(Directions):
Copy the material from the line with "Flashcard task. Put a dot on each instance of the turtle" to the line with "Query: turtle logo", swapping "turtle logo" for "turtle shell" and leaving everything else as it is.

(Supplied material):

= = = = = = =

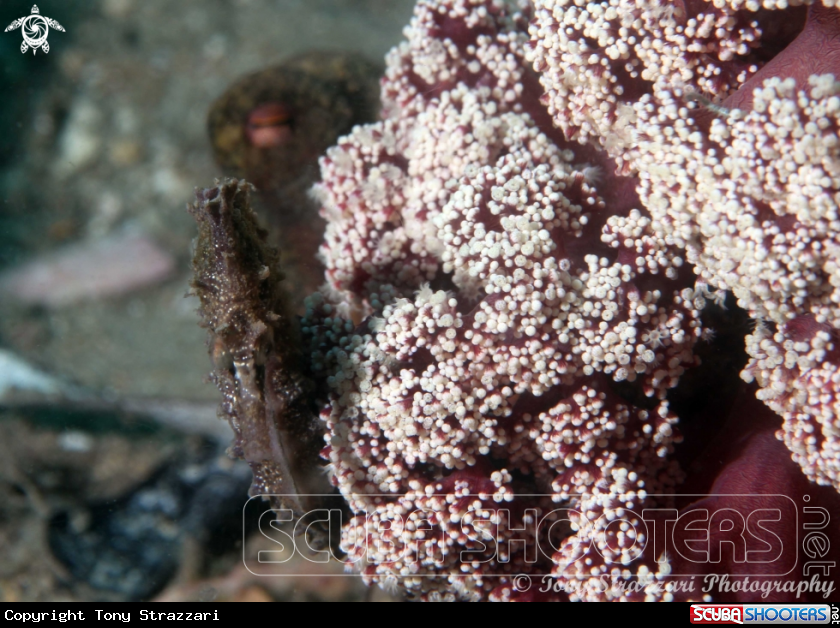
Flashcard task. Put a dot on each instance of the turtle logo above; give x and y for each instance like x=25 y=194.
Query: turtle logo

= = = = = = =

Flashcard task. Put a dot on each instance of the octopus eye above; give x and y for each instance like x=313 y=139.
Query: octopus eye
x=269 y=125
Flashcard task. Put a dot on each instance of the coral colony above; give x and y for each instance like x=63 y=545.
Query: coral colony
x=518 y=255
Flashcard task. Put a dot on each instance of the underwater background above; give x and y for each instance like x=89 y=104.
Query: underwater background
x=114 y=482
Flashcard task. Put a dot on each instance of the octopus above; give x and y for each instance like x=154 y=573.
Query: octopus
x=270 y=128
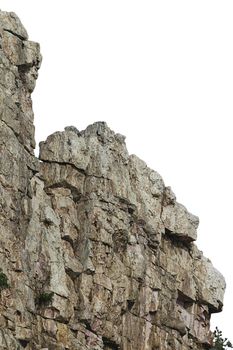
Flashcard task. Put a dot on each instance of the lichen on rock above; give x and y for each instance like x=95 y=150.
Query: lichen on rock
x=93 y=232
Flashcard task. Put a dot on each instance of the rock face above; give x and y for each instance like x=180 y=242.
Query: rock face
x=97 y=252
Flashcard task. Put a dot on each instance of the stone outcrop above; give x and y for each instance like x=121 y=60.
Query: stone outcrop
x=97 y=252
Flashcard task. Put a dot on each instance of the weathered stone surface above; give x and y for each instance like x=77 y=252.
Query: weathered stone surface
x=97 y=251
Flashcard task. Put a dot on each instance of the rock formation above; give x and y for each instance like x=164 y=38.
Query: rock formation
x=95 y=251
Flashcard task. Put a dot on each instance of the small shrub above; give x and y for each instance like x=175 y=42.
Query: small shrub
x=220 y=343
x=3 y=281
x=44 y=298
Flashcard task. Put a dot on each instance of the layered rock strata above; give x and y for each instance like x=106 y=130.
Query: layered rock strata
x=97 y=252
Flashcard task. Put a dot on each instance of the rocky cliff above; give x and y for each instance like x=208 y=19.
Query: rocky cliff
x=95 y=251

= = = = = = =

(Answer to this problem):
Flashcard task. Put a dot on each instance of the turtle shell above; give x and y for each instance like x=25 y=194.
Query: turtle shell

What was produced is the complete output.